## begin SOURCE DATA

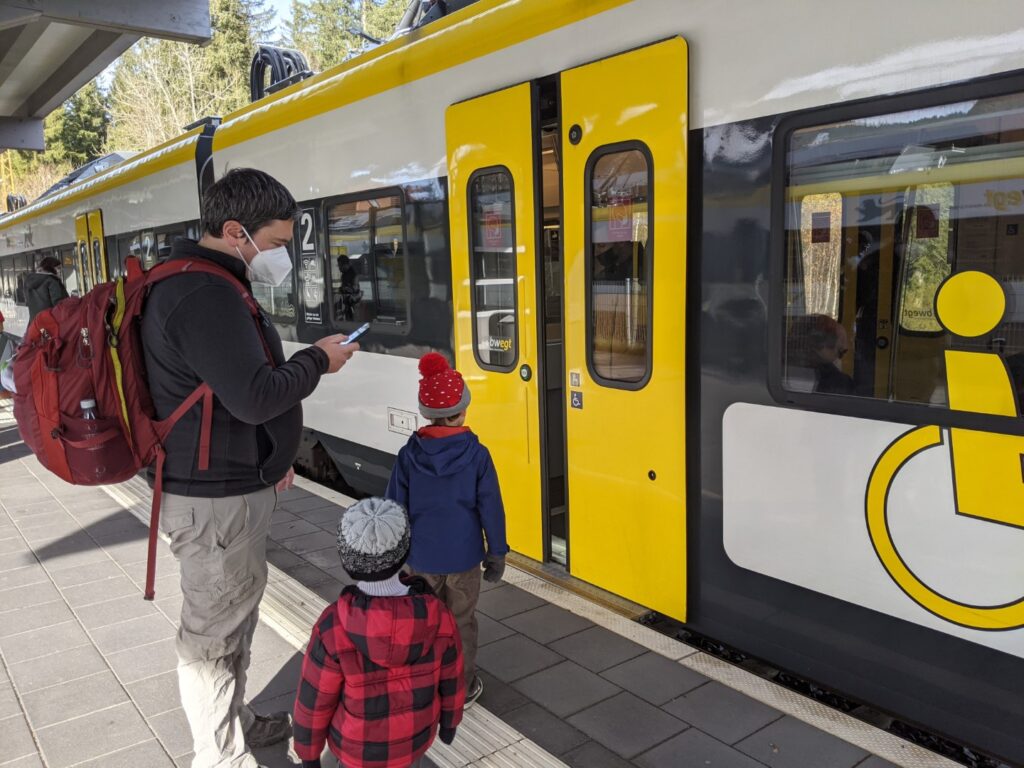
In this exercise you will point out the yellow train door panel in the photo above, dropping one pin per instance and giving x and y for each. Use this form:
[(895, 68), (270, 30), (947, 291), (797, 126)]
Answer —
[(97, 246), (625, 134), (90, 249), (491, 188), (83, 249)]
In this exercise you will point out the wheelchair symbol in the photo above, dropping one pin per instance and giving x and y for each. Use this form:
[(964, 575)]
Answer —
[(986, 466)]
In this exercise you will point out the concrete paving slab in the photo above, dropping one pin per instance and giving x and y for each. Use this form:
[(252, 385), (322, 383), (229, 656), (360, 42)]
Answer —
[(9, 706), (547, 624), (597, 648), (33, 573), (566, 688), (324, 558), (507, 601), (654, 678), (695, 748), (100, 591), (17, 740), (627, 725), (93, 571), (488, 630), (515, 657), (723, 713), (790, 743), (44, 672), (172, 730), (35, 616), (25, 597), (143, 662), (132, 633), (72, 699), (114, 611), (44, 642), (146, 755), (284, 529), (499, 697), (592, 755), (92, 735), (309, 542), (156, 694), (545, 729)]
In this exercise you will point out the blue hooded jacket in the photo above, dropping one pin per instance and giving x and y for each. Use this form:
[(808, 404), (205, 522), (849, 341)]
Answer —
[(450, 486)]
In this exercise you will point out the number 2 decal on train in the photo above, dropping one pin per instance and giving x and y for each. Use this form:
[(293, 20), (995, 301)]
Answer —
[(922, 522)]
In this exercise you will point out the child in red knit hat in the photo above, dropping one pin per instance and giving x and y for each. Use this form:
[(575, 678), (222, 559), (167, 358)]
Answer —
[(446, 480)]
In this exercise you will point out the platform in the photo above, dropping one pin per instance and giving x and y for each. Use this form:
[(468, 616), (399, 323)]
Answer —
[(87, 676)]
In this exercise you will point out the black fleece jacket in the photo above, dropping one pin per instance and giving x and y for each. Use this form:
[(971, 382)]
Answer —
[(197, 328)]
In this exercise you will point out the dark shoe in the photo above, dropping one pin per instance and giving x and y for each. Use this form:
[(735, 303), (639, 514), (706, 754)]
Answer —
[(474, 691), (268, 729)]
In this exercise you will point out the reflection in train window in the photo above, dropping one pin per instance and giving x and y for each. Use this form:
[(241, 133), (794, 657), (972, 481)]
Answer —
[(493, 268), (367, 246), (619, 264), (880, 212)]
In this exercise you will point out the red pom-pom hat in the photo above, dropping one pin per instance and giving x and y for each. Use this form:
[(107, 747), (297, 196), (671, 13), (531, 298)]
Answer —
[(442, 392)]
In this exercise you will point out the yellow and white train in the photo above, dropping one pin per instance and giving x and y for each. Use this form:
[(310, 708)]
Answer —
[(737, 290)]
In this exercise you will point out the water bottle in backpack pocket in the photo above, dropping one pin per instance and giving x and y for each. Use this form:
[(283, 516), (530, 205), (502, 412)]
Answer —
[(95, 448)]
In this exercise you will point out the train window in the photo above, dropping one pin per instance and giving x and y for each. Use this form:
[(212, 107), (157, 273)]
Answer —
[(619, 188), (493, 267), (881, 211), (367, 240), (69, 270)]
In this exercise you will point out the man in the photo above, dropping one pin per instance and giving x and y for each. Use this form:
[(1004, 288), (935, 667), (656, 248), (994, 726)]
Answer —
[(197, 329), (43, 288)]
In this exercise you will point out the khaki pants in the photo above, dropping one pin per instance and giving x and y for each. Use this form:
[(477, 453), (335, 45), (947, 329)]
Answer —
[(221, 547), (461, 592)]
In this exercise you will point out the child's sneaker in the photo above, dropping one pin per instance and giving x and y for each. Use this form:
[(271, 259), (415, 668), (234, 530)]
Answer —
[(474, 691)]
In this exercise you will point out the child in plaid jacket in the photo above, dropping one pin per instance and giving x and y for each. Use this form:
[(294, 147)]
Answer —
[(383, 673)]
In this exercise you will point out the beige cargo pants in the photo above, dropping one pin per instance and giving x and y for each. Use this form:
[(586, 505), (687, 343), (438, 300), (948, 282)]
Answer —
[(220, 545), (461, 593)]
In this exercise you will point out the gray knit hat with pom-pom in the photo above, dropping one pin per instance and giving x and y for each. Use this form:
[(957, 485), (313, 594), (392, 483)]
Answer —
[(373, 539)]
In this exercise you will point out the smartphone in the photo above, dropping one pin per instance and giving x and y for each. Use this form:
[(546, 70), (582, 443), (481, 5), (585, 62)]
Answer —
[(354, 336)]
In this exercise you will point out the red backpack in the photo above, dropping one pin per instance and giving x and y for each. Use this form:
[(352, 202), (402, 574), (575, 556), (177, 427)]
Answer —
[(90, 348)]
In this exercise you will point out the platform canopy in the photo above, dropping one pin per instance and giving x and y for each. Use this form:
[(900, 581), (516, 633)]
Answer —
[(50, 48)]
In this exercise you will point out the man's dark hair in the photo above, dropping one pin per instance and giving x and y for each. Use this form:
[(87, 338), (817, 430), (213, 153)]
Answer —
[(250, 197)]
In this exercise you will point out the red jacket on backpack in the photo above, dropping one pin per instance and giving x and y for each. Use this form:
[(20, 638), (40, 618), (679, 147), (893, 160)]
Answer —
[(380, 675)]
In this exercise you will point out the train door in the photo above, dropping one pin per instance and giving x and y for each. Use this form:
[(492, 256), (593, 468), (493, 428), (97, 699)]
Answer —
[(494, 279), (567, 200), (625, 135), (90, 249)]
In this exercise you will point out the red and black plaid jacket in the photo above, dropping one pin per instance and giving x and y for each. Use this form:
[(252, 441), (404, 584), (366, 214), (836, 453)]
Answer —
[(380, 675)]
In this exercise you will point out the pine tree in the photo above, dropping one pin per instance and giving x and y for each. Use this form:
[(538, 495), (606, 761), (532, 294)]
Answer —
[(161, 86), (380, 17)]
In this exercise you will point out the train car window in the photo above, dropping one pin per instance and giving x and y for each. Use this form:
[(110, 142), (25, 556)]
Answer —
[(367, 246), (23, 266), (619, 189), (493, 268), (69, 270), (881, 212)]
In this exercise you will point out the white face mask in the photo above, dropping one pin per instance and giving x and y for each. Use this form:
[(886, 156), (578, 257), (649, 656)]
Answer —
[(270, 267)]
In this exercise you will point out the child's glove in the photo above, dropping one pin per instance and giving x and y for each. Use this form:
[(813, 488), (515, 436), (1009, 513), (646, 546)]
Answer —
[(494, 567)]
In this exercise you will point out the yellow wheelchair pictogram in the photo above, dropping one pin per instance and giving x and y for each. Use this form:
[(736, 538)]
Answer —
[(986, 466)]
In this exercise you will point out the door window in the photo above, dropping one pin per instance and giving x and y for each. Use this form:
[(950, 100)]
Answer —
[(493, 268), (619, 265)]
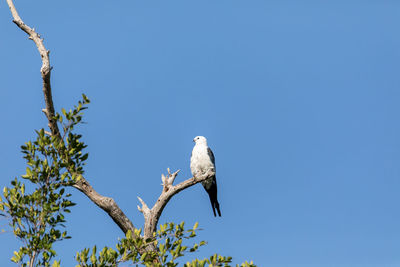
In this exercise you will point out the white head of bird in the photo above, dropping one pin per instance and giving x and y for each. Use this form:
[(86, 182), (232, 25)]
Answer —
[(200, 140)]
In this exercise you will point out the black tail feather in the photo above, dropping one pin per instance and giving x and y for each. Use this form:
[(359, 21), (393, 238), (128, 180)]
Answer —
[(212, 193)]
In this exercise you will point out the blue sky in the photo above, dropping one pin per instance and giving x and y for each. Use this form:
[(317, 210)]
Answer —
[(299, 101)]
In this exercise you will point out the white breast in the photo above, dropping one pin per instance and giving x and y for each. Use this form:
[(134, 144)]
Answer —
[(200, 161)]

## end SOURCE DATA

**EXERCISE OBJECTIVE**
Can you copy out the rows word for word, starting at the line that contains "In this exercise you will point out the man in" and ending at the line that contains "[(250, 197)]", with both of those lines included?

**RESPONSE TO THE TASK**
In this exercise you will point out the man in the photo above, dropping one pin per instance and giving x and y for each. Use this form:
[(1004, 288), (935, 667), (656, 248), (994, 726)]
Answer —
[(197, 329), (43, 288)]
In this exercise you will point out the khaki pants in the photo above, dropping one pin per instance and giving x and y for each. Use this form:
[(477, 453), (335, 45), (947, 329)]
Answer —
[(221, 547), (461, 592)]
In this exercise you will point out the child's sneaker in the photo above, dropping one pin per instance and giving x and y for each. Use this form:
[(271, 259), (415, 668), (234, 530)]
Answer —
[(474, 691)]
In this exercise you will point out the child in plaid jacket in the photo above, dropping one pin per instance and giving x and y for each. Use this form:
[(294, 147)]
Answer —
[(383, 673)]
In this exercise you will point out the beige cargo pants in the photo above, dropping one pin per instance and giving x and y for each. Use this form:
[(586, 505), (687, 343), (438, 300), (948, 282)]
Answer —
[(220, 545), (461, 593)]
In this exercise you will point out the gray knit hat with pom-pom in the photo above, dropping one pin per instance and giving x and y for each. Use this form:
[(957, 485), (313, 594), (392, 483)]
Answer —
[(373, 539)]
In this exercise you will point out the smartphone in the photo above, dropping one pin per instance and giving x and y for each. Use this form:
[(546, 70), (582, 443), (481, 5), (585, 62)]
Answer —
[(354, 336)]
In this exercise you will point out the red backpack in the photo above, dropping one pin per instance and giving x and y for each. Use this form:
[(352, 202), (402, 574), (575, 556), (177, 427)]
Answer —
[(90, 348)]
In this exercise you will point out the platform canopy in the photo above, dropping one pin per instance and giving x and y for each. Use this form:
[(900, 581), (516, 633)]
Answer —
[(50, 48)]
In this exercise you will point out the man's dark hair in the photo above, dropping one pin per instance and giving x and y for each. Use this form:
[(87, 338), (817, 430), (213, 153)]
Answer —
[(250, 197)]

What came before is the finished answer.